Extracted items
──────
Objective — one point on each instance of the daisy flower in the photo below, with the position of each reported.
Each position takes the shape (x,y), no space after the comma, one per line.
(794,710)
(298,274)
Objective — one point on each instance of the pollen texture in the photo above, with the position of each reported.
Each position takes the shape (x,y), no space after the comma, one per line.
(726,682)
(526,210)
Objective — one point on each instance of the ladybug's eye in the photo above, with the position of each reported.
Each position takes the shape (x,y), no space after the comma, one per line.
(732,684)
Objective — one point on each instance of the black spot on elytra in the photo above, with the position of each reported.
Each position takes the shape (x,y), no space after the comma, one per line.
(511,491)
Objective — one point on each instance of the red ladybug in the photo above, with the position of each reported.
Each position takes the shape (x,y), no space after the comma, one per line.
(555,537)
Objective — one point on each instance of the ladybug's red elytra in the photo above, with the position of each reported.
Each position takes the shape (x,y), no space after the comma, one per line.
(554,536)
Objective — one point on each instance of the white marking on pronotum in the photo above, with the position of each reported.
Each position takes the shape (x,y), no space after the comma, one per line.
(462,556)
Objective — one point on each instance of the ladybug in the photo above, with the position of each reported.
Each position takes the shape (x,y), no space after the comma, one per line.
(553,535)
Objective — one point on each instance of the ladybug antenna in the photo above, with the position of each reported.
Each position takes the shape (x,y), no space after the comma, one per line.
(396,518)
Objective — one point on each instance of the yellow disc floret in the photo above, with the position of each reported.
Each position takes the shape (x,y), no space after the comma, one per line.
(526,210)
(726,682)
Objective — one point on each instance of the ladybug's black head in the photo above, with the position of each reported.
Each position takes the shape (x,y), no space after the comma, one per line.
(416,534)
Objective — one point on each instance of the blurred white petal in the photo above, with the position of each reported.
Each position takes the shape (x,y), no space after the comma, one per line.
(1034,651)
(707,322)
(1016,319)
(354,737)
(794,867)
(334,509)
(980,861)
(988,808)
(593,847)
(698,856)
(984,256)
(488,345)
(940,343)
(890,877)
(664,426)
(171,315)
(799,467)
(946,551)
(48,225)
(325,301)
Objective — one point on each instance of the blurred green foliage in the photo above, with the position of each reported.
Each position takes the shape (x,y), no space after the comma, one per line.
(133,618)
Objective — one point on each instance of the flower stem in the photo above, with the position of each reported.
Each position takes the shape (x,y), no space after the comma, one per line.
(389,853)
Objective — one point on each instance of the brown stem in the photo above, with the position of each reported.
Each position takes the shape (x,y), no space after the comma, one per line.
──────
Output every line of the items above, unchanged.

Objective — one point on each instance of the daisy flower in the photo below, with the position of each reported.
Each position takes the shape (x,y), no space after the comma, one per line.
(794,710)
(298,274)
Objective — one point on each instance of the pollen texture in the photo above, with the position of each reported.
Each position takes the shape (x,y), no space after the comma, one per line.
(726,682)
(526,210)
Objective — one point on each instance of the ladybug's eye in the photo above, with the position of each reported.
Each position takes the shape (x,y), no space after the comma, one per line.
(732,684)
Objective — one point on each instance of the black spot on elytra in the photo above, with the position of each reported.
Each position takes the shape (x,y), no space after the comma, one per line.
(511,491)
Objective — one point on each instance of the red ladybug in the photo above, with the position of each reported.
Each position takes the shape (x,y), no space after the comma, one per line.
(555,537)
Objective — one point on each instance of the ladybug's red elytra in the photo above, with the position of each reported.
Each position takes the shape (x,y), no space after the comma, one per line.
(554,536)
Objective — one point on each instance of the white marking on pronotum in the photo above, with the position of each reported.
Each position takes the shape (x,y), no space after the comma, one per line.
(462,556)
Objective — one point on each instance of the ladybug in the photo above, with the position of each reported.
Each position takes the shape (x,y), no space after the comma, one per line.
(553,535)
Objective — one point on each instance of the ladybug antenna in the photo above, with the position of each reported.
Each position takes the shape (x,y), no space after the comma, one per line.
(396,518)
Objective — one point on each instance of the yellow disc floret in the photo above, with the position of each reported.
Each position takes the shape (x,y), no space after the comma, one per line.
(526,210)
(726,682)
Objective — one point on each instance of the ladybug's black head in the photo above, with the position of each reported.
Each position takes the shape (x,y), no space after the comma, one per line.
(416,534)
Objective — one point on each instance of the blurred white petal in the photo above, with the position of each reported.
Each position takes the shape (x,y), no space after the comma, one per line.
(1034,651)
(707,322)
(1016,319)
(354,737)
(794,867)
(334,509)
(980,861)
(988,808)
(593,847)
(698,856)
(984,256)
(488,345)
(940,343)
(890,877)
(664,426)
(171,315)
(799,467)
(946,551)
(48,225)
(325,301)
Objective — one point on each instance of the blurred green foliage in the photo above, with the position of each reported.
Each position takes the shape (x,y), no space after the comma, one per line.
(133,618)
Objective — one point on each instance of the flower stem in the photo above, with the position of each reported.
Each position takes the shape (x,y), no space after the comma, one per line.
(389,853)
Objective — one point on each instance of the brown stem in the photo above, with the position of each reported.
Each position takes the shape (x,y), no space after the comma, one per line.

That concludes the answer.